[START OF Document section]

# Is it really 9 days since anyone posted ?



## johnandjen1 (Apr 22, 2010)

or have I got the wrong settings for the ‘new’ layout? John


----------



## nhowarth (Dec 6, 2017)

The forum's been very quiet sine they implemented the new layout


----------



## Shotokan101 (Mar 29, 2019)

The fact that the sort order on the main page doesn't seem to work properly probably doesn't help......

Jim


----------



## David_&_Letitia (Jul 8, 2012)

I’m not a fan of the new layout. I believe the old adage of “if it isn’t broken, don’t fix it.”


----------



## Shotokan101 (Mar 29, 2019)

David_&_Letitia said:


> I’m not a fan of the new layout. I believe the old adage of “if it isn’t broken, don’t fix it.”


It was extremely "dated" - but the new look is horrendous


----------



## haymarket (May 23, 2010)

[END OF Document section]
[START OF Data rows]

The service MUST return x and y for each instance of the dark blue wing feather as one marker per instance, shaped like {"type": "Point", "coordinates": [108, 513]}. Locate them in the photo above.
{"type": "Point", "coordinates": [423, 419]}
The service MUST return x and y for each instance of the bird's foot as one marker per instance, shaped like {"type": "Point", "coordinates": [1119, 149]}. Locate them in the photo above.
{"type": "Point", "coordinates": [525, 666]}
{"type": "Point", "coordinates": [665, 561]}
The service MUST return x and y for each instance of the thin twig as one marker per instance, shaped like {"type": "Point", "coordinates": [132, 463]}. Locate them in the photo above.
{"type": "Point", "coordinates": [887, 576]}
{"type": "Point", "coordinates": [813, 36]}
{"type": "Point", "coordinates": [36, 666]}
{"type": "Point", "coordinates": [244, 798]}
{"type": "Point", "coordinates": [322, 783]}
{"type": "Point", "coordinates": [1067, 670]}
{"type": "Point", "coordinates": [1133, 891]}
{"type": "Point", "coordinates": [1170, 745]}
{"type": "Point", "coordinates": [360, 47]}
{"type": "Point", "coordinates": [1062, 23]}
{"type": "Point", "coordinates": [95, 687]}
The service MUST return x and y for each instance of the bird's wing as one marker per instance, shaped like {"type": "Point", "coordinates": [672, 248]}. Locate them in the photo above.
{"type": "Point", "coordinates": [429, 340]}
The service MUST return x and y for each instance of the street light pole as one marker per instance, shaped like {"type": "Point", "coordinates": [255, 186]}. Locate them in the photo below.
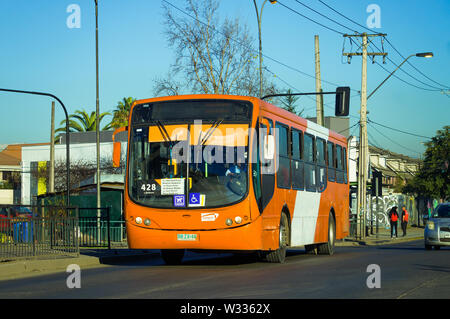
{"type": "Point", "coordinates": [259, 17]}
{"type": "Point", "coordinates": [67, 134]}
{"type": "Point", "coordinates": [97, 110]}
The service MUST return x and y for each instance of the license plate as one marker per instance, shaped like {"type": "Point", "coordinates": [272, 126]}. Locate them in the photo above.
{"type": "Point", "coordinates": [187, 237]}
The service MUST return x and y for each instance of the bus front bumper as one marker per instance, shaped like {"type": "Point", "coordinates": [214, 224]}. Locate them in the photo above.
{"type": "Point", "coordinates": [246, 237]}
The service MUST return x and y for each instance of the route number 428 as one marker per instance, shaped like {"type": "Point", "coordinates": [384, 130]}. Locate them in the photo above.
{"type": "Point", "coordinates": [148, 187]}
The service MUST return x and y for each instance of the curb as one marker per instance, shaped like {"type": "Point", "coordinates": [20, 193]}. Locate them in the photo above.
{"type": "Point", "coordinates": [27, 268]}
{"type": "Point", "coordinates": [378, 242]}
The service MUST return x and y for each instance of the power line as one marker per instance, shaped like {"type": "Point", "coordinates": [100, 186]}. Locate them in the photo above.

[END OF Data rows]
[START OF Data rows]

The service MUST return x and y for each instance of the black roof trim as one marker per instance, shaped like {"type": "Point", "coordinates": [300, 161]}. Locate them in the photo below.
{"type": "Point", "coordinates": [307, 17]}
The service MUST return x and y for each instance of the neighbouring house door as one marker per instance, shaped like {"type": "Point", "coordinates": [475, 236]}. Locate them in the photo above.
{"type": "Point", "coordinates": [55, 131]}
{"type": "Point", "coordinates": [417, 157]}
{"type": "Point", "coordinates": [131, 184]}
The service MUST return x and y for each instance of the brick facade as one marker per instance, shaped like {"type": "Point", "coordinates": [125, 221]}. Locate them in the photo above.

[END OF Data rows]
[START OF Data rows]

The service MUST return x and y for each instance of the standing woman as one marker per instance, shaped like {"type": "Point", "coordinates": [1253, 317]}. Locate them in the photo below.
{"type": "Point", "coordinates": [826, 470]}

[END OF Data rows]

## Exercise set
1. Say whether each statement agrees with the thread about the forum's new layout, answering yes or no and quoting the deciding words from the thread: (a) Shotokan101 says the sort order on the main page seems to work properly. (b) David_&_Letitia is a fan of the new layout. (c) Shotokan101 describes the old look as extremely "dated."
2. Please write the next part of the thread about the forum's new layout, starting with the post under the last header shown.
The lines aren't needed for what comes next.

## Answers to the problems
1.
(a) No: "the sort order on the main page doesn't seem to work properly"
(b) No: "I’m not a fan of the new layout."
(c) Yes: "It was extremely "dated""

2.
Don’t like this I can’t navigate this new layout.


----------



## Veronica (Apr 5, 2008)

This new layout is certainly having a negative impact on the number of posts.


----------



## Shotokan101 (Mar 29, 2019)

Veronica said:


> This new layout is certainly having a negative impact on the number of posts.


Presume this is across all areas and countries Veronica?

Jim


----------



## aj2703 (Apr 21, 2012)

I think it's ok. You lot are just too set in your ways. You'll adjust in time and get used to it.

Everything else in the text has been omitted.